* TO DO
With the line containing "of the paved" as the starting point, write out each line exactly through the final line of the listing, both ends included.

* DATASET ENTRIES
--
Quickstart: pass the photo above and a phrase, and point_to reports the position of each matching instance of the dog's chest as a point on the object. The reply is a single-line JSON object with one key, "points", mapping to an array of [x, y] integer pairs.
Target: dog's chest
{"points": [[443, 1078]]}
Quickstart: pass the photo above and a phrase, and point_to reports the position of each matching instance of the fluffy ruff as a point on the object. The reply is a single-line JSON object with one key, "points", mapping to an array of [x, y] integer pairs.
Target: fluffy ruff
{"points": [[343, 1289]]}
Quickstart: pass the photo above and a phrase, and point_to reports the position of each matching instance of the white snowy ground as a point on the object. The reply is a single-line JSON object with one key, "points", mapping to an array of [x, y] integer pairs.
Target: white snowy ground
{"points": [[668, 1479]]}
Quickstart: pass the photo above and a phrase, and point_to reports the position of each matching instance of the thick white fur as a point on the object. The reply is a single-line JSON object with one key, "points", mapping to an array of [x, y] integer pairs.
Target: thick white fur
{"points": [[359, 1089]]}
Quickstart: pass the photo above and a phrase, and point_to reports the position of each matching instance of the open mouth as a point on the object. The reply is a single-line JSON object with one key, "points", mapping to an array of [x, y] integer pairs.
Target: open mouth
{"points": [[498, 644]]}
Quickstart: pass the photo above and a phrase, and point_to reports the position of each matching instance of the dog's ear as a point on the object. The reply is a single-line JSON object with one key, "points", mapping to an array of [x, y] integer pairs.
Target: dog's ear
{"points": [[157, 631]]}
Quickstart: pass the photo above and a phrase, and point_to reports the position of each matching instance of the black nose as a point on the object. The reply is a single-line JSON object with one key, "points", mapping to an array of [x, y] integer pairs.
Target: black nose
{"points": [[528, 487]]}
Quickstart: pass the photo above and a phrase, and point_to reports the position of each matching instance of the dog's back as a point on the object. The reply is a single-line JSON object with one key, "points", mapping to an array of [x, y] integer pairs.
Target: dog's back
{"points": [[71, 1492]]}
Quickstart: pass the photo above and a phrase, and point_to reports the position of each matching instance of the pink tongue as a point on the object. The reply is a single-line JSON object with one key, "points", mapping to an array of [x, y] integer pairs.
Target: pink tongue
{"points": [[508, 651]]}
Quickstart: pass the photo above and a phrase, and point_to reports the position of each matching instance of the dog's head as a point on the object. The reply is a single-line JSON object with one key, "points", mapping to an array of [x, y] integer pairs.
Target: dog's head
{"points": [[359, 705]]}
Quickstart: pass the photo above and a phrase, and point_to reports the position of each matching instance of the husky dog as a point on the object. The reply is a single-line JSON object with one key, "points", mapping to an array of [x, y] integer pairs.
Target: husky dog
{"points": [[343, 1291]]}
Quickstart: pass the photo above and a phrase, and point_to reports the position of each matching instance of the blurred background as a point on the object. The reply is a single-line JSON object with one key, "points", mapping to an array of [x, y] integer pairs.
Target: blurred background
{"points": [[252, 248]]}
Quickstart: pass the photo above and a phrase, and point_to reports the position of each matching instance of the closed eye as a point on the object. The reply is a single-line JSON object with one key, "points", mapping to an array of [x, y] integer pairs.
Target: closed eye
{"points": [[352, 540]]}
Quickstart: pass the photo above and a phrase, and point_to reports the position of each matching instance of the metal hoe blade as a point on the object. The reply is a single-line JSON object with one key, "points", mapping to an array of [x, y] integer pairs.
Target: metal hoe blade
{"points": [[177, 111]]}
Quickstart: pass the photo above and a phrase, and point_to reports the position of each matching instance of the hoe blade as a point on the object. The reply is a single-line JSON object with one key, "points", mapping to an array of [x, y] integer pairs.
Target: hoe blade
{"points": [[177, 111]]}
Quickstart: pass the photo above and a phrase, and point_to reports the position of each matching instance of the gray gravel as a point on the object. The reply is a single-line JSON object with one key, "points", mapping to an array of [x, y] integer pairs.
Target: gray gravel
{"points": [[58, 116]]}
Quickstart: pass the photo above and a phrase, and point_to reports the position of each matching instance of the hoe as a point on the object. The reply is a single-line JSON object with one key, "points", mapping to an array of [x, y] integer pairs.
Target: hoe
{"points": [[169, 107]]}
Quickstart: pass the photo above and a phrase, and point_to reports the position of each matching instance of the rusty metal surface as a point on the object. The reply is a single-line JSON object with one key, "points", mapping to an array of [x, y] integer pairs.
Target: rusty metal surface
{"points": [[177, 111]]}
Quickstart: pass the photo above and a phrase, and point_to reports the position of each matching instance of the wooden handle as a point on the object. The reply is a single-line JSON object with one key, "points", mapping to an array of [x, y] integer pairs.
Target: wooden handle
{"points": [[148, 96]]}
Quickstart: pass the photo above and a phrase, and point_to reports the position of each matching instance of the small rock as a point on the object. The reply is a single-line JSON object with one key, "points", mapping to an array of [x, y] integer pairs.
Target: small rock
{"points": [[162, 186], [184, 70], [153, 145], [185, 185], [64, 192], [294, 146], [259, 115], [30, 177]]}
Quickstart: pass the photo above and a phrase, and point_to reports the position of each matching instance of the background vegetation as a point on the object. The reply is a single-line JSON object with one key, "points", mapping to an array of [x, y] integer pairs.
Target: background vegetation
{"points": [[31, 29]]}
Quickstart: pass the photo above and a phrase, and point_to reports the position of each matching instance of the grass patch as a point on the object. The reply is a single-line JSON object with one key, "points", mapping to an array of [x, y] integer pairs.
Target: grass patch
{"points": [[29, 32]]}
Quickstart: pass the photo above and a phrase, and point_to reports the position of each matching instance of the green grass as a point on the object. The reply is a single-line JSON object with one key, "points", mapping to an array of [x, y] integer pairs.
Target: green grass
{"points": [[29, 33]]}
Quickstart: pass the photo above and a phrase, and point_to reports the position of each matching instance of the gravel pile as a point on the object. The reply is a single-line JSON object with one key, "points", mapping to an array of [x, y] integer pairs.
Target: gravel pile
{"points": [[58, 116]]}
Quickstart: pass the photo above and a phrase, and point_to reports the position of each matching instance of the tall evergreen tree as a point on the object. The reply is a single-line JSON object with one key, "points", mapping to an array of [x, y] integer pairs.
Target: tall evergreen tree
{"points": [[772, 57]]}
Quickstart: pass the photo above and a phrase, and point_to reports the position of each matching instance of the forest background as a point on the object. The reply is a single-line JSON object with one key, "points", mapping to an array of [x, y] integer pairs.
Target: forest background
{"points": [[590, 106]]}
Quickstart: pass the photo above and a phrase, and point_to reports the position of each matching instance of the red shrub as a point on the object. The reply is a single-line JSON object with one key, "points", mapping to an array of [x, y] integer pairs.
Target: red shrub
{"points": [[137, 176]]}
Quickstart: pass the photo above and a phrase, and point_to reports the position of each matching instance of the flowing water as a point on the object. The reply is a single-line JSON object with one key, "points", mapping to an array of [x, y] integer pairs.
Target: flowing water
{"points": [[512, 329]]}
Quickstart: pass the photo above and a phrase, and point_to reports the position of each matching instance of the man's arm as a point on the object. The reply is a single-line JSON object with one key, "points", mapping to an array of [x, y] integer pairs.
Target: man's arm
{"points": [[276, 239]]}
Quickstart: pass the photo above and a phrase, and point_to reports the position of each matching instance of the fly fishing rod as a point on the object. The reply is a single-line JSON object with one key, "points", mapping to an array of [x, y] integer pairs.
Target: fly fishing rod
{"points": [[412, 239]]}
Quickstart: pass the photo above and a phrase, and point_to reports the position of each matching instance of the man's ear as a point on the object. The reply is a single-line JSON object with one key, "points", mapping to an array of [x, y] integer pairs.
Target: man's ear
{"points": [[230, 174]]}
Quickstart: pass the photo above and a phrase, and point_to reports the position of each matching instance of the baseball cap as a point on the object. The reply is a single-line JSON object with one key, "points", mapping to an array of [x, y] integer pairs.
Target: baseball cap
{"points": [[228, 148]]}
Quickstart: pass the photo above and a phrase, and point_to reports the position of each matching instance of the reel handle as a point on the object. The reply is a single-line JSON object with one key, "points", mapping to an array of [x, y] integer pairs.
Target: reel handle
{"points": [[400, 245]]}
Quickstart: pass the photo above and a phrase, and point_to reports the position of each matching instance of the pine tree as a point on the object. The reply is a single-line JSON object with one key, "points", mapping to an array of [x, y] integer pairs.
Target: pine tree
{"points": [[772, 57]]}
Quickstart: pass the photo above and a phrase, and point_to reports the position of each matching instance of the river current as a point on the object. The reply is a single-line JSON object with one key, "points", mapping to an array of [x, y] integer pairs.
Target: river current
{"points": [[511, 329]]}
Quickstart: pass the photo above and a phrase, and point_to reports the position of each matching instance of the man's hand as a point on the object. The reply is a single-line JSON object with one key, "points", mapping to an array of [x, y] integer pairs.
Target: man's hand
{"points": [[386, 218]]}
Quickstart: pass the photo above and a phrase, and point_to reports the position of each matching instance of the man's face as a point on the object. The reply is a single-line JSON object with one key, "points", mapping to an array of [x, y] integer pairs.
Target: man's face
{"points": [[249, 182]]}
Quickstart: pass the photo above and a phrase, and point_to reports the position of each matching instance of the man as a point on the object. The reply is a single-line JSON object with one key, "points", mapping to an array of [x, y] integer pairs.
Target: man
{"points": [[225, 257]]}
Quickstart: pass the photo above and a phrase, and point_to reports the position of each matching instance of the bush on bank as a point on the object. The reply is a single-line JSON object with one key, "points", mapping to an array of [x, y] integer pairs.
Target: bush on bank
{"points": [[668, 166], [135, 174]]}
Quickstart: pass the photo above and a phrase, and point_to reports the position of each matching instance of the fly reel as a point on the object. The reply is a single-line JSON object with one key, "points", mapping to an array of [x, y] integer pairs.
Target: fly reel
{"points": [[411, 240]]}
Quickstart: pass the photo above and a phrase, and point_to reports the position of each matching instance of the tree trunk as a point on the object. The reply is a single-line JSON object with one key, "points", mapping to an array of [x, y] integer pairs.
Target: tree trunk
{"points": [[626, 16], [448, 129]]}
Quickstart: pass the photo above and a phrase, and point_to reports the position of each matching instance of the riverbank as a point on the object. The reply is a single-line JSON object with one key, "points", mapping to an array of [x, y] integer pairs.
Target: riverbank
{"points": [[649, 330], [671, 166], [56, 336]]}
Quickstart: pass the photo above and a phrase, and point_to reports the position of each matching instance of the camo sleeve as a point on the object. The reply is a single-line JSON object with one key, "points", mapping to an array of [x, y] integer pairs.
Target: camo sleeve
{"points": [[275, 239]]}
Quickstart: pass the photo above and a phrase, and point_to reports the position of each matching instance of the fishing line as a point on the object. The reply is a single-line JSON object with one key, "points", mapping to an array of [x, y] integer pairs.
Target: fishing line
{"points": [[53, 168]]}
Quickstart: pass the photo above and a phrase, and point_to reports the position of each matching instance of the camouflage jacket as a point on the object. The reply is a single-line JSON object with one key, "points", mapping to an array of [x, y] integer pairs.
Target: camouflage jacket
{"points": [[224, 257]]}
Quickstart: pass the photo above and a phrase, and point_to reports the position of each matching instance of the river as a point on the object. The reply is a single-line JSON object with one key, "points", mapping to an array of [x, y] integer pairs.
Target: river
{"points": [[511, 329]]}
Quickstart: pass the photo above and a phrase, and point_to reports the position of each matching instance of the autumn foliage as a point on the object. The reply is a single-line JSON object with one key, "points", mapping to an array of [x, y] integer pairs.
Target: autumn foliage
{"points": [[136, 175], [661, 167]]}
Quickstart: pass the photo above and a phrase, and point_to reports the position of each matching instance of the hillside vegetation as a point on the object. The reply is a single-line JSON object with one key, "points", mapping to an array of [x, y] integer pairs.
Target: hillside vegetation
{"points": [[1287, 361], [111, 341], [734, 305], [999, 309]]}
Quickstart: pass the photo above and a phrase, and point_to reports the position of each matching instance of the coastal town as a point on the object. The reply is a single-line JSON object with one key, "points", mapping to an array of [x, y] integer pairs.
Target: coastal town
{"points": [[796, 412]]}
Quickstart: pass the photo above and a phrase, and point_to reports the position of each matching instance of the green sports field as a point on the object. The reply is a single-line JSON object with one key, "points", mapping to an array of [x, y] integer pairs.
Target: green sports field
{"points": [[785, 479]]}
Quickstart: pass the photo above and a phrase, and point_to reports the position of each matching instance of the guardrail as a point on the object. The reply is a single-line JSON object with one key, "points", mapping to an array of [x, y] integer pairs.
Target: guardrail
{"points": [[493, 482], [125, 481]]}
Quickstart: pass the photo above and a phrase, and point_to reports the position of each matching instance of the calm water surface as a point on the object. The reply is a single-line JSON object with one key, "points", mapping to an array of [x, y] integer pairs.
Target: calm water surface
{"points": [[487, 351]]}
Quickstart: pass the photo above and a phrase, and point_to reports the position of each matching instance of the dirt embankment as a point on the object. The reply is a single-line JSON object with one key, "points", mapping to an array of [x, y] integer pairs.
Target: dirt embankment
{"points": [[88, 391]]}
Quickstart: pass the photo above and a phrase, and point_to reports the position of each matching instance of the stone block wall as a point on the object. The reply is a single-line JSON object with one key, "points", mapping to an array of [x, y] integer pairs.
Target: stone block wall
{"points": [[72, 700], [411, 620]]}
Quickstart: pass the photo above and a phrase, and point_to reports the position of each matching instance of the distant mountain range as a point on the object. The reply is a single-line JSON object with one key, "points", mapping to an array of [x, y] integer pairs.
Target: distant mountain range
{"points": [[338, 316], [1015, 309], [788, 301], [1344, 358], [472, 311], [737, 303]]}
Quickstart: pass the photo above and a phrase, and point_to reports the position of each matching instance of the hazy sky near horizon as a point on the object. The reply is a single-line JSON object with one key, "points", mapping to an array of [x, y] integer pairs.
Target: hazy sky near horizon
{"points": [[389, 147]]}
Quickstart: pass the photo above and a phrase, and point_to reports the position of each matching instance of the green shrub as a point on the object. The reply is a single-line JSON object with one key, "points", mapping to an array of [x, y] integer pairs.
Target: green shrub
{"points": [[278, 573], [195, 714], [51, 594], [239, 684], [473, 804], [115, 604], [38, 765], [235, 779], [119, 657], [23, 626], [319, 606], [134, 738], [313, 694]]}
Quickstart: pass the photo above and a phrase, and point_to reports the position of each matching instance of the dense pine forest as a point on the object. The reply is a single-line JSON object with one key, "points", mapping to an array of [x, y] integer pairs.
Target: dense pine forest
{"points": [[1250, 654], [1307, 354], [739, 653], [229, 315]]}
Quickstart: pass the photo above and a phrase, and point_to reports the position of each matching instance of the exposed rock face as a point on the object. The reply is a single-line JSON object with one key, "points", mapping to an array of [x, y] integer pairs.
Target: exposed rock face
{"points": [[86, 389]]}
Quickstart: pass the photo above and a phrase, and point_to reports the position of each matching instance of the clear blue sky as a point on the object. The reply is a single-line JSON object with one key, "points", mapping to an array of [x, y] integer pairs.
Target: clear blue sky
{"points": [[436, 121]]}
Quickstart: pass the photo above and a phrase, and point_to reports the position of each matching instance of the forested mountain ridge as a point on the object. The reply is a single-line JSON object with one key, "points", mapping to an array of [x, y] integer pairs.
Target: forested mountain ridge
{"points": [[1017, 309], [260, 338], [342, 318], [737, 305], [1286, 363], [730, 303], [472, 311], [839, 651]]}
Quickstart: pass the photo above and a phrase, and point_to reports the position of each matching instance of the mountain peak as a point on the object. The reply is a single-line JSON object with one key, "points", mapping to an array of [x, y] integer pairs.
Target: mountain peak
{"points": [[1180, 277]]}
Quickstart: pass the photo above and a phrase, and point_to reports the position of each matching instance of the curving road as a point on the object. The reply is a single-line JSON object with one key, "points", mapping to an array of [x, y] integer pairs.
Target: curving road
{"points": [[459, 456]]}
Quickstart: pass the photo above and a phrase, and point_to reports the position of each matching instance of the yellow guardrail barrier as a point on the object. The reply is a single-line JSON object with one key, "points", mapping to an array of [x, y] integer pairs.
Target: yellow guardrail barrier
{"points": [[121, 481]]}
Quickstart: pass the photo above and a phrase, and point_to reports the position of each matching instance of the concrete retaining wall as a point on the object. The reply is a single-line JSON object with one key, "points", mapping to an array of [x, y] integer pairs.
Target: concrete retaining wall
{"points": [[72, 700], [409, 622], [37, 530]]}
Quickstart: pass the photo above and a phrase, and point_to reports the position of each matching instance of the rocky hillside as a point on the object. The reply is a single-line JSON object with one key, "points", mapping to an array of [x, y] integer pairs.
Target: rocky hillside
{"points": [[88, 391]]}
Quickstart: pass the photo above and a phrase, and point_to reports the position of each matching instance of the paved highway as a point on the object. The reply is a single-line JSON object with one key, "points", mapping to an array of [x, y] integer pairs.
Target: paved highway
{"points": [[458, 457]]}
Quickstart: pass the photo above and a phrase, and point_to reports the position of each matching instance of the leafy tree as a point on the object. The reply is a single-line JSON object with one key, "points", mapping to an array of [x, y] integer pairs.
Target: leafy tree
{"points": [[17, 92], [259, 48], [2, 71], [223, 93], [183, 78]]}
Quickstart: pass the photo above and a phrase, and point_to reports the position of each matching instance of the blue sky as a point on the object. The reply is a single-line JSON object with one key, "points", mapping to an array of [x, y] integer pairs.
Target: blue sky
--
* RESPONSE AREA
Quickstart: pass the photo above and a phrase, and point_to reports the position of each matching instance of the paved highway as a point on the object. The reply is a single-line JSON object with one key, "points", mapping to an array of [x, y] integer pairs.
Target: paved highway
{"points": [[458, 457]]}
Quickstart: pass the photo above and a phrase, and point_to reports the position of each matching instance of the leafy tree as a point on the object. The reply is a single-line JSON object with one key, "points", mapping to an array of [x, y] integer pairs.
Target: leafy tree
{"points": [[17, 92], [259, 48], [2, 71], [223, 93], [183, 78]]}
Quickstart: pass the photo above and a phrase, and point_to reports the position of each matching instance of the blue sky as a point on the object. The reply is a single-line JSON object with one key, "points", mapping to an array of [x, y] integer pairs.
Target: blue sky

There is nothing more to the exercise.